--- start of RECORDS SHOWN ---
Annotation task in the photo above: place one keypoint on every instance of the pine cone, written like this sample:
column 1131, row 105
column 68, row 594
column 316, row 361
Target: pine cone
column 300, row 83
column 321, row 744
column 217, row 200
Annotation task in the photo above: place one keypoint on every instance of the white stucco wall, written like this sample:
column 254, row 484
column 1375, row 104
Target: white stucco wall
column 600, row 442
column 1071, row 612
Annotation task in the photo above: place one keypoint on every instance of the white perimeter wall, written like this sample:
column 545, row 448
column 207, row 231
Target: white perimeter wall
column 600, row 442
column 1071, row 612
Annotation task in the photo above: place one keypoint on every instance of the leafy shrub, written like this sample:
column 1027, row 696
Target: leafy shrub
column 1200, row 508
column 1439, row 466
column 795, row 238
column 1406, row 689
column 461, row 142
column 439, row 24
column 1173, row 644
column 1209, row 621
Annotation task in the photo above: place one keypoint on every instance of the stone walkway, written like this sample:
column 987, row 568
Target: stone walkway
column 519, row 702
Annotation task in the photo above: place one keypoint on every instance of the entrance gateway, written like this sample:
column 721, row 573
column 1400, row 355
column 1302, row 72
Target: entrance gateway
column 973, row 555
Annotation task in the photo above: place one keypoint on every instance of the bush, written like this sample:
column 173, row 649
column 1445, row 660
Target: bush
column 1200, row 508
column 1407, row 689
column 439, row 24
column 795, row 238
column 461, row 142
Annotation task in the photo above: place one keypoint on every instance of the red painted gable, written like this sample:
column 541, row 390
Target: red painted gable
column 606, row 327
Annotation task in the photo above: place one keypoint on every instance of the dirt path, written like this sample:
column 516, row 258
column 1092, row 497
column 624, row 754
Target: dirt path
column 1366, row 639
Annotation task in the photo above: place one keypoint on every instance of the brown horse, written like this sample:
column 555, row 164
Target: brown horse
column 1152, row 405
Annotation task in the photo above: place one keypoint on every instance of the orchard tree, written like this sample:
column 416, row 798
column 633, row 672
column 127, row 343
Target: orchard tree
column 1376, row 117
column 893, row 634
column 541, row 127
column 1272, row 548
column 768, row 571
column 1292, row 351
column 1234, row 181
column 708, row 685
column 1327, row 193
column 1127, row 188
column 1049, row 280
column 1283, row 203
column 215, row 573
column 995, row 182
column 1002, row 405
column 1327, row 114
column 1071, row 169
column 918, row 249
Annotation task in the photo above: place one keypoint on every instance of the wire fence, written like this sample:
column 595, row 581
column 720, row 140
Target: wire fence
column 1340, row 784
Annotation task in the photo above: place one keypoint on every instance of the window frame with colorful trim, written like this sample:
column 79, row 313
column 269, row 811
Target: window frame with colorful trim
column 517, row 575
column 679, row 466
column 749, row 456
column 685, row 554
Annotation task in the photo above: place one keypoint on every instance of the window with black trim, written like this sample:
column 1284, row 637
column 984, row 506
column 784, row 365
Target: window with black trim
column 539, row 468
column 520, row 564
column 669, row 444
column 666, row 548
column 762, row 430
--- end of RECORDS SHOWN ---
§ SHORT PROBLEM: Rewrite all of the entries above, swapping "keypoint" for "marker" wherever it occurs and leaving every other character as it is.

§ THE OUTPUT:
Annotation task in the photo above: place one marker on every instance of the pine cone, written like this sample:
column 1131, row 105
column 68, row 594
column 316, row 361
Target: pine cone
column 300, row 83
column 321, row 744
column 217, row 200
Annotation task in the photo above: place one marker on every instance of the white stucco wall, written like this sample:
column 254, row 484
column 1375, row 104
Target: white stucco wall
column 600, row 442
column 1071, row 612
Annotation task in the photo above: place one marker on every instance of the white perimeter wall, written like this sample:
column 545, row 448
column 207, row 231
Target: white perimeter wall
column 600, row 442
column 1071, row 612
Annotation task in the photo above: place one marker on every instance of the leafy shrub, written like this sample:
column 1027, row 696
Target: leafy shrub
column 1200, row 508
column 1439, row 466
column 795, row 238
column 1406, row 689
column 461, row 142
column 439, row 24
column 1173, row 644
column 1209, row 621
Annotation task in the photo above: place one marker on every instance of the stone walkway, written like this sample:
column 987, row 568
Target: stone walkway
column 519, row 702
Annotation task in the photo above: place one marker on every instance of the entrance gateway, written like this sample:
column 721, row 573
column 1400, row 355
column 1302, row 72
Target: entrance gateway
column 973, row 555
Annotation task in the photo above: place one marker on every instance of the bush, written like this sample:
column 173, row 649
column 1445, row 660
Target: bush
column 1200, row 508
column 1407, row 689
column 439, row 24
column 795, row 238
column 461, row 142
Annotation task in the photo above: place one marker on every instance of the red painted gable, written like this sample:
column 541, row 390
Target: red painted gable
column 606, row 327
Annotation task in the photo above: place one marker on every instance of the dirt path, written like this sample:
column 516, row 258
column 1092, row 497
column 624, row 754
Target: dirt path
column 1366, row 639
Annotation task in the photo above: place one marker on every instance of the brown horse, written like this sample:
column 555, row 164
Target: brown horse
column 1152, row 405
Annotation task in the photo above: place one marker on every instance of the orchard tree, written like this sample:
column 416, row 798
column 633, row 672
column 127, row 343
Target: orchard tree
column 1376, row 117
column 893, row 634
column 541, row 127
column 1272, row 548
column 768, row 571
column 1292, row 351
column 1234, row 181
column 708, row 685
column 1327, row 193
column 1127, row 188
column 1049, row 280
column 1283, row 203
column 215, row 573
column 995, row 182
column 1002, row 405
column 1327, row 114
column 1071, row 169
column 918, row 249
Annotation task in the photo above: place one marker on every instance of the wire fence, written like this sample:
column 595, row 581
column 720, row 140
Target: wire fence
column 1340, row 784
Annotation task in the photo above: place one marker on every instance of the window frame with colorful trim, written like this sample:
column 79, row 313
column 269, row 811
Target: window frame with colorful trim
column 517, row 575
column 679, row 466
column 749, row 456
column 685, row 554
Annotation task in the photo above: place one marker on every instance of the window with black trim, written like this sample:
column 1284, row 637
column 984, row 506
column 784, row 365
Target: window with black trim
column 539, row 468
column 520, row 564
column 669, row 444
column 666, row 548
column 762, row 430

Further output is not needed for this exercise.